◆ Aim of the task: In the entries below, find the line with "the wooden temple building" and the line with "the roof covered with yellow leaves". Print those two and everything between them exactly, and nothing else.

◆ Data section:
-----
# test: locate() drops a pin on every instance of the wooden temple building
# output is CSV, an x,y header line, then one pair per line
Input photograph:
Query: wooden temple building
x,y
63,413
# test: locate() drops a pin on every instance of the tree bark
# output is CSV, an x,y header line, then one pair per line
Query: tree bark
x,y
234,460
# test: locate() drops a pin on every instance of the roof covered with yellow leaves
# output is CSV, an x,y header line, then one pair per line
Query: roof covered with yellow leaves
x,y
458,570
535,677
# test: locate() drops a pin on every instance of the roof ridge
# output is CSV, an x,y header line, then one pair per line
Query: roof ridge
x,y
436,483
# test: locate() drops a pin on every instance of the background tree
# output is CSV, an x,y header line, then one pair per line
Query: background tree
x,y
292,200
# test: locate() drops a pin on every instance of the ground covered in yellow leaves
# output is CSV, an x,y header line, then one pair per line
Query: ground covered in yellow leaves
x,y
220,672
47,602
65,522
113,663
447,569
-----
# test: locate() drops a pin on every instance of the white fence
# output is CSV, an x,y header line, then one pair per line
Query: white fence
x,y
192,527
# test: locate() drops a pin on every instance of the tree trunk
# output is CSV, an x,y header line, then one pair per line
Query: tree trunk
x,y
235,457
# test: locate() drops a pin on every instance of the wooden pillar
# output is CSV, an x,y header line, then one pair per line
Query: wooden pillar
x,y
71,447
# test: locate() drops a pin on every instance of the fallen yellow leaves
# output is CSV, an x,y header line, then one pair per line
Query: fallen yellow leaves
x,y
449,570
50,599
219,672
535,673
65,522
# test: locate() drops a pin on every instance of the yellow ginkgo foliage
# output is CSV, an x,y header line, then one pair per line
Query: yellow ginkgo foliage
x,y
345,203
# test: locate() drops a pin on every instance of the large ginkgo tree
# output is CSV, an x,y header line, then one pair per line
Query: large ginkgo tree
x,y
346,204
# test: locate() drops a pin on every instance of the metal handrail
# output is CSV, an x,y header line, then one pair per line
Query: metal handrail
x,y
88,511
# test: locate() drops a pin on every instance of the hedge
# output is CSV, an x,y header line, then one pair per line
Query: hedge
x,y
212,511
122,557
-----
◆ Response:
# test: locate() drops a pin on every instance of the wooden temple building
# output is CSV, an x,y header line, then one pair per line
Input photograph:
Query: wooden temple building
x,y
63,413
# test: locate() drops a pin on every instance of the tree bark
# output is CSV, an x,y header line, then one pair per line
Query: tree bark
x,y
234,460
# test: locate() drops a pin on every instance of the roof covered with yellow leaves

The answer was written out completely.